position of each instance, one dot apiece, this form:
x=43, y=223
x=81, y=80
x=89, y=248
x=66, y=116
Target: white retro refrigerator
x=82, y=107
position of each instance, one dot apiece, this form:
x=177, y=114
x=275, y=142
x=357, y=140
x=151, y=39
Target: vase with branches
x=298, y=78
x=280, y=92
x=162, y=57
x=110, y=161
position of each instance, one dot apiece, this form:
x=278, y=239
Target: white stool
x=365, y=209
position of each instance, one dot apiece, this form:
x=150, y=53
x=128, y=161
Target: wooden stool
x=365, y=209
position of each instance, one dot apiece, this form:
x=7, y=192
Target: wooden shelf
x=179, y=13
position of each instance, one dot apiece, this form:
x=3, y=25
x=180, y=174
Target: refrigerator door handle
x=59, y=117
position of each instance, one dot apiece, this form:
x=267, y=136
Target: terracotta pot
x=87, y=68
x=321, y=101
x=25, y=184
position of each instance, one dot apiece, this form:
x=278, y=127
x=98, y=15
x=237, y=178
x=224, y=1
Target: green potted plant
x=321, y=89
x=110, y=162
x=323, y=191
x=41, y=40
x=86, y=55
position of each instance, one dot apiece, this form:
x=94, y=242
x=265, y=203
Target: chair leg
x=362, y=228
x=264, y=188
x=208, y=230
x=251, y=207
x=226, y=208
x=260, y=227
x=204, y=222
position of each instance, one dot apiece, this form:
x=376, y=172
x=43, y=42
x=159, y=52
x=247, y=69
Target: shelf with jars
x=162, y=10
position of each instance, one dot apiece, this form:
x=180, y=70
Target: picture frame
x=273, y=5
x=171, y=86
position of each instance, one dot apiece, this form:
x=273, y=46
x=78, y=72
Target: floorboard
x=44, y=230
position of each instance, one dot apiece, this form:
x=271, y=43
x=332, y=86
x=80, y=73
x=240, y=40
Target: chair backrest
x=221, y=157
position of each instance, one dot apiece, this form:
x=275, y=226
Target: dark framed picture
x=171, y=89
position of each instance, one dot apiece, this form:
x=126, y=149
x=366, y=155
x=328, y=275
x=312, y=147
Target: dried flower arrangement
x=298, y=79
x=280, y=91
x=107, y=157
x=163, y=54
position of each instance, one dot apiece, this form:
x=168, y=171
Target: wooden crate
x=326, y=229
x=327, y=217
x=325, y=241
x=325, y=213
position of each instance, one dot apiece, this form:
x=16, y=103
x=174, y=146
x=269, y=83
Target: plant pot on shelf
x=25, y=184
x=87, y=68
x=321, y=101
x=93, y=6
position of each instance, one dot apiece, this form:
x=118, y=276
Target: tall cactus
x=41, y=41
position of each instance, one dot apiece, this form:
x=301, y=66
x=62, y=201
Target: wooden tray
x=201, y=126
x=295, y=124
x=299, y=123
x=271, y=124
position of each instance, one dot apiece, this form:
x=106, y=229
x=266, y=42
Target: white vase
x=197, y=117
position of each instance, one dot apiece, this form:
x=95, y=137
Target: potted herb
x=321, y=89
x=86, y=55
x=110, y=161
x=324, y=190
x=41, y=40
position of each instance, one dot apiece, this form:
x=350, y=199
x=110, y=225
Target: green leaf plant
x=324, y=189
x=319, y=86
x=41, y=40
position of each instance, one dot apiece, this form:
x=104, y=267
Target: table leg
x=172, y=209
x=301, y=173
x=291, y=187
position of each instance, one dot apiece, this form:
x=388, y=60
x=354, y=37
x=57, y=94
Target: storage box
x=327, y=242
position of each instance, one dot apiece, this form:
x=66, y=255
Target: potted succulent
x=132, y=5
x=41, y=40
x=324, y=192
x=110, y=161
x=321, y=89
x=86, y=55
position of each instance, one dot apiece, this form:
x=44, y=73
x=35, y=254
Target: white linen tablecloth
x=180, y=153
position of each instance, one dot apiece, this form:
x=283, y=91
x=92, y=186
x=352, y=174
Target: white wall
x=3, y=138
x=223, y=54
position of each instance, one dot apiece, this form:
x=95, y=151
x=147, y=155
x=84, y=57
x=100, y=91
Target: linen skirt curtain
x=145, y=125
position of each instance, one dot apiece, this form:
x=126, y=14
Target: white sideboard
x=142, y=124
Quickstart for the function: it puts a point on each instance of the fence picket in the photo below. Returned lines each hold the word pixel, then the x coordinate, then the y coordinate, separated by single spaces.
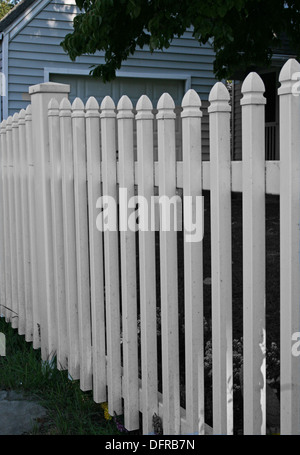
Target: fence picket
pixel 128 266
pixel 289 248
pixel 221 261
pixel 68 274
pixel 5 243
pixel 69 239
pixel 82 244
pixel 96 250
pixel 31 169
pixel 145 151
pixel 111 257
pixel 28 322
pixel 57 229
pixel 14 310
pixel 193 273
pixel 19 227
pixel 254 334
pixel 168 267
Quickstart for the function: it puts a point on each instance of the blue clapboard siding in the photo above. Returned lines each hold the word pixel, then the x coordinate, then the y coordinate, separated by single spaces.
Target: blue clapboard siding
pixel 37 46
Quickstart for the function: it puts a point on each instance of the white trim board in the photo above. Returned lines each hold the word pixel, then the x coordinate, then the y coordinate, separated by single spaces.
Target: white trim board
pixel 145 75
pixel 5 72
pixel 24 18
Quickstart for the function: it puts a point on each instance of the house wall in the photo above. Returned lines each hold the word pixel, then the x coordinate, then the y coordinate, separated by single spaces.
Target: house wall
pixel 34 46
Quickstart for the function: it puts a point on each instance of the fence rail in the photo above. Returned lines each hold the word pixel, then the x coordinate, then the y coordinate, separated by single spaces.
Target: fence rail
pixel 91 298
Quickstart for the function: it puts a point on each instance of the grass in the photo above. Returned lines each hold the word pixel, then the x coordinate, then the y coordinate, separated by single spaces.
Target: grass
pixel 69 410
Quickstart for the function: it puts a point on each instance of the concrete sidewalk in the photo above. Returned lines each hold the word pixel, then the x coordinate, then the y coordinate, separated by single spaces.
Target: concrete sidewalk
pixel 18 413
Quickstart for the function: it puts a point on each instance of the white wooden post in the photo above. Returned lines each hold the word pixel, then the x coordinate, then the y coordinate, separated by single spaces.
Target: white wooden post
pixel 254 337
pixel 69 240
pixel 58 241
pixel 32 229
pixel 111 255
pixel 25 227
pixel 96 250
pixel 193 267
pixel 18 219
pixel 41 94
pixel 12 226
pixel 144 120
pixel 289 247
pixel 82 244
pixel 221 262
pixel 128 267
pixel 5 250
pixel 168 268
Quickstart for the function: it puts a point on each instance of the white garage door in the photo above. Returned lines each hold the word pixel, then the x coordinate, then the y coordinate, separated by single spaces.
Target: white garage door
pixel 85 86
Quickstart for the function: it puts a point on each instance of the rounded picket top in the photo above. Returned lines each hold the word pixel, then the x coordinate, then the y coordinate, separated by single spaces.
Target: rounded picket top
pixel 22 116
pixel 124 103
pixel 165 102
pixel 219 98
pixel 219 92
pixel 144 104
pixel 107 104
pixel 253 84
pixel 22 113
pixel 125 108
pixel 107 108
pixel 53 104
pixel 144 108
pixel 28 110
pixel 15 120
pixel 92 104
pixel 78 104
pixel 165 107
pixel 253 89
pixel 65 108
pixel 9 122
pixel 288 70
pixel 191 99
pixel 191 104
pixel 65 104
pixel 78 108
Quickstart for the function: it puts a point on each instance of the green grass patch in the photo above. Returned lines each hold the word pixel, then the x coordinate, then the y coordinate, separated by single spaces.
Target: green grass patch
pixel 70 411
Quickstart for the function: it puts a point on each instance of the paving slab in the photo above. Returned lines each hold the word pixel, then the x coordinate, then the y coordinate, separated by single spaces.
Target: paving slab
pixel 18 413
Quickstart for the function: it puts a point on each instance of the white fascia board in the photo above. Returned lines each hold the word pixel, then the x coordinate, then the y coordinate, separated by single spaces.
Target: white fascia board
pixel 121 73
pixel 26 17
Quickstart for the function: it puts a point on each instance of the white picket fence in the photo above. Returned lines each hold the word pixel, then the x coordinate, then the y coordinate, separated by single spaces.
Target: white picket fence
pixel 72 290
______
:: GOAL OF THE EXERCISE ::
Beginning at the line with "x=180, y=174" and stopping after the line with "x=265, y=203", please write out every line of the data above exactly and nothing else.

:: RESULT FOR THIS TASK ::
x=180, y=174
Target: refrigerator door handle
x=59, y=117
position of each instance, one dot apiece, this form:
x=267, y=136
Target: terracotta pot
x=87, y=68
x=321, y=101
x=25, y=184
position of each instance, one dot apiece, this form:
x=278, y=127
x=98, y=15
x=237, y=178
x=224, y=1
Target: green potted plant
x=321, y=89
x=110, y=162
x=323, y=191
x=41, y=40
x=86, y=55
position of each instance, one dot apiece, this form:
x=94, y=242
x=265, y=203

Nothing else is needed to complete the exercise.